◆ Material

********

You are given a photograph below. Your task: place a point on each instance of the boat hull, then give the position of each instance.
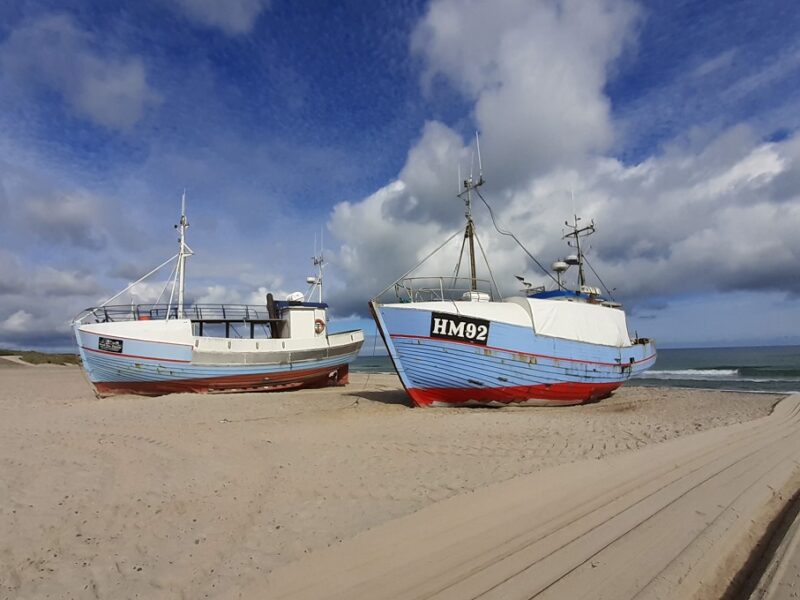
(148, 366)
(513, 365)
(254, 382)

********

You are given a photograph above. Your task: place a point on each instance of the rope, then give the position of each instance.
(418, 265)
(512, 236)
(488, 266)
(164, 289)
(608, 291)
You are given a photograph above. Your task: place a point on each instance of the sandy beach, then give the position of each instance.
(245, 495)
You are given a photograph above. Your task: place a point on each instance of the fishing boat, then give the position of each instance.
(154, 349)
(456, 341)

********

◆ Request
Return each line in the records above that contains the string "boat". Matching is case-sensitive.

◆ Solution to this task
You are given a photograph below. Your task: place a point on each instance of the boat hull, then give the position of each instance.
You are given a photograph above. Your task: place a point on each instance of the fishing boat, then give the position of each instance.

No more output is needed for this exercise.